Late 1957, the public caught the first glimpses of the Edsel, the new and revolutionary car in a series of flashy TV commercials. In one, the narrator spoke off-screen as different individuals drove up in each of the four new 1958 Edsel series for everyone to drool over. The occupants were smiling and carefree. There was the Citation, the Corsair, the Pacer, and the Ranger. In another commercial, the narrator was in the Edsel, pointing out the many new features of the car, such as the self-adjusting brakes, and the Teletouch Drive push-buttons on the steering wheel--where the horn normally is--that operated the automatic transmission. We also saw the space-age, rolling-dome speedometer, and, of course, the unique never-before grill design. Still another commercial spoke of the 3 different station wagons, the Bermuda, the Roundup, and the Villager. Other commercials bragged on about how the mere flick of a switch on the dash could open the trunk. Another switch opened the hood. Dash lights would flash on when certain fluid levels were low. And the transmission would lock in “Park” until the ignition was turned. As part of the different Edsel series were 18 models, with 90 different colors to pick from.

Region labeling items
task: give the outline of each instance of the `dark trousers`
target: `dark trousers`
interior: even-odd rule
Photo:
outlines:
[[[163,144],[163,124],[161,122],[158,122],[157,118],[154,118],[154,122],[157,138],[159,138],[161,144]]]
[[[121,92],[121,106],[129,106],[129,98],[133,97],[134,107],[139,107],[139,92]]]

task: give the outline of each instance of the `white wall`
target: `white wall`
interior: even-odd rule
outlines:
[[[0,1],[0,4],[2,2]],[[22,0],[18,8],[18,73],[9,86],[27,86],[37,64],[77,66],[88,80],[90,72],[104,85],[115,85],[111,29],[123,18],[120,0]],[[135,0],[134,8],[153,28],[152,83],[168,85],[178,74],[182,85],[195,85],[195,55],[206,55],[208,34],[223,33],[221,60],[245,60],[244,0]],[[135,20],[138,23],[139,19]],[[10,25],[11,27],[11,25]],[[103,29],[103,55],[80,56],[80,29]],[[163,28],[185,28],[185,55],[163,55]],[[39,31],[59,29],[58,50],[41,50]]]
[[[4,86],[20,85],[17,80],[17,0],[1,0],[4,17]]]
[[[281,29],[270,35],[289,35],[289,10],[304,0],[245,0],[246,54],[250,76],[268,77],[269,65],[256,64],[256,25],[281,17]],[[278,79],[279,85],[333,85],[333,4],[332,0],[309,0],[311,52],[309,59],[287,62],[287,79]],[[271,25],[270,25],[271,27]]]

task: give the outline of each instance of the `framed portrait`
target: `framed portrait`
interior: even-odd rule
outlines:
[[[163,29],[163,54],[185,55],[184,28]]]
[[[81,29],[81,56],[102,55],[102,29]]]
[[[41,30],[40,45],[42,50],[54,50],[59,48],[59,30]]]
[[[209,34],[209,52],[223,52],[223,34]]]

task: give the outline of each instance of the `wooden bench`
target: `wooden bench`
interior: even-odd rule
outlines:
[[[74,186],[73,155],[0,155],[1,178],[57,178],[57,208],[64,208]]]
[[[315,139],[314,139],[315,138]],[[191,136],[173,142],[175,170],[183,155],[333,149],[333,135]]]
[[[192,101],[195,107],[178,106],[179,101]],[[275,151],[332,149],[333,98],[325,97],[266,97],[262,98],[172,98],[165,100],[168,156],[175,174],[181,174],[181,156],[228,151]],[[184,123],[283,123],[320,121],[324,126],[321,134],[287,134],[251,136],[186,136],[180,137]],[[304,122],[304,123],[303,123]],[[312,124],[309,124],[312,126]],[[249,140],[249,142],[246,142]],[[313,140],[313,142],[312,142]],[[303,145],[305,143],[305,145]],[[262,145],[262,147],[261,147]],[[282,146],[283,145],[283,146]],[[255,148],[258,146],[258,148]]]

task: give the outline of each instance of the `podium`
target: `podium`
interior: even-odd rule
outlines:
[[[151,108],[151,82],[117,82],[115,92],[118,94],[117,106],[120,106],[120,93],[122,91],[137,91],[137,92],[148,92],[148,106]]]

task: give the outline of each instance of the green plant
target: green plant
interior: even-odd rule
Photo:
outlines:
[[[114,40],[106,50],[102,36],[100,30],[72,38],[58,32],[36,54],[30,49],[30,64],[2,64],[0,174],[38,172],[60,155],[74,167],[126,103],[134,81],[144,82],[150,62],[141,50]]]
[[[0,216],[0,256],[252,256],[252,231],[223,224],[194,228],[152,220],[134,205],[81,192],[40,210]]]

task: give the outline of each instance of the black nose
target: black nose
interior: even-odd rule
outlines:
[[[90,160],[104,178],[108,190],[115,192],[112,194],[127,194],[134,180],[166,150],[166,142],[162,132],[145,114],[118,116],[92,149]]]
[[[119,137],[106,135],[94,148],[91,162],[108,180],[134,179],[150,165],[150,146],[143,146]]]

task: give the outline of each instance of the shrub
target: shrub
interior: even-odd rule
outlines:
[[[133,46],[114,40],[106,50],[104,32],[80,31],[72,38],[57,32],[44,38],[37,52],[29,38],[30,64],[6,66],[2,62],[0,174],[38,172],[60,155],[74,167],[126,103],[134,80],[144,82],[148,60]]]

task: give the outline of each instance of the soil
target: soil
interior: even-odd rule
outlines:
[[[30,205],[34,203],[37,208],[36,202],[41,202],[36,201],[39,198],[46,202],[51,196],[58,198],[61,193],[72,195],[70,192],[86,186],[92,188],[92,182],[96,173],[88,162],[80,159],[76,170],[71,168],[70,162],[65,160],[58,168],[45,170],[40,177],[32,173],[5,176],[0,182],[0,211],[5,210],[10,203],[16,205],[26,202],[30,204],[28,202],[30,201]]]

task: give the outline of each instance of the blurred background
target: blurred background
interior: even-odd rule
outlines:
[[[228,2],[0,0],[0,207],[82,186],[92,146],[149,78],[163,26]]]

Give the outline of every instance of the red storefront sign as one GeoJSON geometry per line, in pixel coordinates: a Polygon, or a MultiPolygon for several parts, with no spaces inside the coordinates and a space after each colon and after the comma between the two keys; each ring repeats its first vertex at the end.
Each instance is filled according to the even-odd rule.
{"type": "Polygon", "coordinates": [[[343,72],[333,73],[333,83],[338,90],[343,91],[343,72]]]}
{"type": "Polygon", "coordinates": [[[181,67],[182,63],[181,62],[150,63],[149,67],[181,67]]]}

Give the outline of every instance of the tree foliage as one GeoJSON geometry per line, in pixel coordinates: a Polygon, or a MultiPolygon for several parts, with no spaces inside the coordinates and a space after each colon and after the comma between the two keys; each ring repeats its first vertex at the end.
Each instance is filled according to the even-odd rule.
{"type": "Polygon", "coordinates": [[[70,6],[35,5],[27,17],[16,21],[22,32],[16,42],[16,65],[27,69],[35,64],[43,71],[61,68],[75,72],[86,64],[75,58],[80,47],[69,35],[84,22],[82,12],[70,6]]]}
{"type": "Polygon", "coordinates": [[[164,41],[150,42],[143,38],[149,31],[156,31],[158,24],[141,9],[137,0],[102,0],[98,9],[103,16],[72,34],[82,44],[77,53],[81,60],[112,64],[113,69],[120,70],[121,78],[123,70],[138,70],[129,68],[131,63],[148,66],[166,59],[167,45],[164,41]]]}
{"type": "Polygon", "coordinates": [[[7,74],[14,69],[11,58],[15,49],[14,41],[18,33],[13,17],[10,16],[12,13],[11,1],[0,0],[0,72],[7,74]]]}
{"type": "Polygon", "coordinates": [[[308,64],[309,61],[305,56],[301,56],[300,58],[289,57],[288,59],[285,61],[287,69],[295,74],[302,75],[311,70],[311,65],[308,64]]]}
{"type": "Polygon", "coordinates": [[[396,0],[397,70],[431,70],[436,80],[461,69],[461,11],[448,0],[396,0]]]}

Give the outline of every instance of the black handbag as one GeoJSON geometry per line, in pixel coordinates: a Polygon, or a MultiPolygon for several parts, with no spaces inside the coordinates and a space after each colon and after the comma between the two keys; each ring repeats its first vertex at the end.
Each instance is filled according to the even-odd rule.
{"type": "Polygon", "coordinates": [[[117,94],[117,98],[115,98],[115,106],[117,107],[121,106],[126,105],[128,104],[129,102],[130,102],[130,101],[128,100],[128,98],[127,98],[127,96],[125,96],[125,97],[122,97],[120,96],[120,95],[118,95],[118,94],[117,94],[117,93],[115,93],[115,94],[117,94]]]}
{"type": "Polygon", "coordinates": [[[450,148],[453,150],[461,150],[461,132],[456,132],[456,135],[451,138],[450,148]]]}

__PROBLEMS__
a: Answer these questions using the passage about the Edsel commercials.
(i) Where on the steering wheel were the Teletouch Drive push-buttons located?
(ii) What were the names of the three station wagons?
(iii) How many colors could buyers choose from?
b: Write the next part of the passage about the Edsel commercials, starting after its final sentence.

__TASK RESPONSES__
a:
(i) Where the horn normally is.
(ii) The Bermuda, the Roundup, and the Villager.
(iii) 90.

b:
Edsel sponsored the show, Wagon Train, a popular western in the late 1950s. In one of the commercials, the show’s star Ward Bond drove an Edsel and with the camera position in the front seat talked about its handling and toughness over the dirt road he was driving on. Many slogans came from all the above TV spots. “Driving an Edsel is an experience no man should miss…YOU can afford an Edsel.” How about, “Owning an Edsel is like falling in love,” according to one attractive woman. And, “Edsel gives you more of everything,” stated one narrator, very boldly.
The Edsel hype started two years before in 1955, when Ford Motor Company decided they needed another line to compete with Chrysler and General Motors. Ford especially wanted parity with GM. “Beat GM” was Ford’s new in-house slogan. This car would be in the mid-range. It was designated the E-Car at first, which stood for Experimental Car. It would be a completely new division, as Lincoln and Mercury were, with its own retail organization, its own staff and its own dealers...over 1,000 dealers in all, bringing the total number of Ford dealers to about 10,000. GM at the time had about 16,000 dealers.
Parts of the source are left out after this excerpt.